__SELECTED EXCERPT__:

Of course there are and can be conventions but getting some agreement is not
trivial. We only have to look at \UNICODE\ math to see some issues, like:

\startitemize[packed]
\startitem
    The repertoire of symbols is large but to a large extent somewhat arbitrary:
    what was known (or assumed) to be used got in there. There is a difference
    between a left, right and even middle bar, just like there is a left and
    right brace.
\stopitem
\startitem
    There are alphabets but they come with holes. We're not supposed to
    distinguish between a Plank constant \quote {h} and variable \quote {h}. We
    can distinguish the greek uppercase \type {A} from a latin \type {A} so
    mathematicians are less convincing.
\stopitem
\startitem
    One can define extensible fences with components but not all of them. There
    are no constructors for arrows. Some likely come from old encodings but
    why add these and not be consistent.
\stopitem
\stopitemize

Plugging a hole in an alphabet is doable. Adding some missing snippets for fences
is also no big deal, just because we have a limited set. Making bars consistent
also is not hard. But I don't see it happen soon. After all, we're decades along
the road and no one bothered much about it till now, and above all, it will never
be complete. I wonder if there ever has been a good analysis, extensive
description and a watertight arguing from the \TEX\ community about what should
go in \UNICODE\ and fonts. It was easy to point to existing fonts and the names
used in macro packages and that shows.

__EXTRACTED RECORDS__:
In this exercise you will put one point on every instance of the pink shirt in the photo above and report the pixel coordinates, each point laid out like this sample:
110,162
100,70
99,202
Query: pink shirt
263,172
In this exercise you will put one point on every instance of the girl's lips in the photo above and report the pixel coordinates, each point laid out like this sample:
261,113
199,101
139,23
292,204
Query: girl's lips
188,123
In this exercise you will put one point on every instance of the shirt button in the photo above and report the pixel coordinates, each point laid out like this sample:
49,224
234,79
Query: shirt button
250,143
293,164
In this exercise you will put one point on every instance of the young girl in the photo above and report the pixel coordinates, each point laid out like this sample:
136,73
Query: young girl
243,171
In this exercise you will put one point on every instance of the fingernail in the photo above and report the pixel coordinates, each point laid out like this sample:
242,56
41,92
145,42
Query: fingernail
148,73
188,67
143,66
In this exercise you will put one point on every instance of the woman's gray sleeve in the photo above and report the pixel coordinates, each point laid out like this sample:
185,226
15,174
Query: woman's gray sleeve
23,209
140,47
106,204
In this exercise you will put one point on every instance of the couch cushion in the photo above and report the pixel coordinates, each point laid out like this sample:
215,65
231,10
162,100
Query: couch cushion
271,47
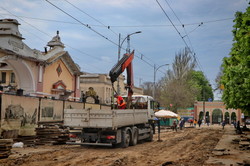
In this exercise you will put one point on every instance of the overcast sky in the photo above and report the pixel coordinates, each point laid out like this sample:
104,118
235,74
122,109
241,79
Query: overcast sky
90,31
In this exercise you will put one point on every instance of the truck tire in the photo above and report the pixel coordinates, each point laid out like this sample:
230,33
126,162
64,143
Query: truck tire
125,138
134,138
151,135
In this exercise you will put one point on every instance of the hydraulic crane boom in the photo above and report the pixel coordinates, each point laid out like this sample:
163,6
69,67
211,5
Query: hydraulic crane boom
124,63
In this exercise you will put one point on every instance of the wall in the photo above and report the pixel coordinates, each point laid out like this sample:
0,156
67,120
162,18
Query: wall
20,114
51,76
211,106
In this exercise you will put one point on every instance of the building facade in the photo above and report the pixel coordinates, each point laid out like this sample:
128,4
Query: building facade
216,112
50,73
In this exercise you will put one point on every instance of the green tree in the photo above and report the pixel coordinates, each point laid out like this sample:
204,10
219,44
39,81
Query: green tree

__SHORT TASK A__: From the Unicode math excerpt, list every fix that the text calls doable, not a big deal, or not hard.
__SHORT TASK B__: Rewrite the part of the Unicode math excerpt that begins with the words "Of course there" and ends with "right brace.", replacing "symbols" with "glyphs".

__COMPLETE OUTPUT A__:
- Plugging a hole in an alphabet
- Adding some missing snippets for fences
- Making bars consistent

__COMPLETE OUTPUT B__:
Of course there are and can be conventions but getting some agreement is not
trivial. We only have to look at \UNICODE\ math to see some issues, like:

\startitemize[packed]
\startitem
    The repertoire of glyphs is large but to a large extent somewhat arbitrary:
    what was known (or assumed) to be used got in there. There is a difference
    between a left, right and even middle bar, just like there is a left and
    right brace.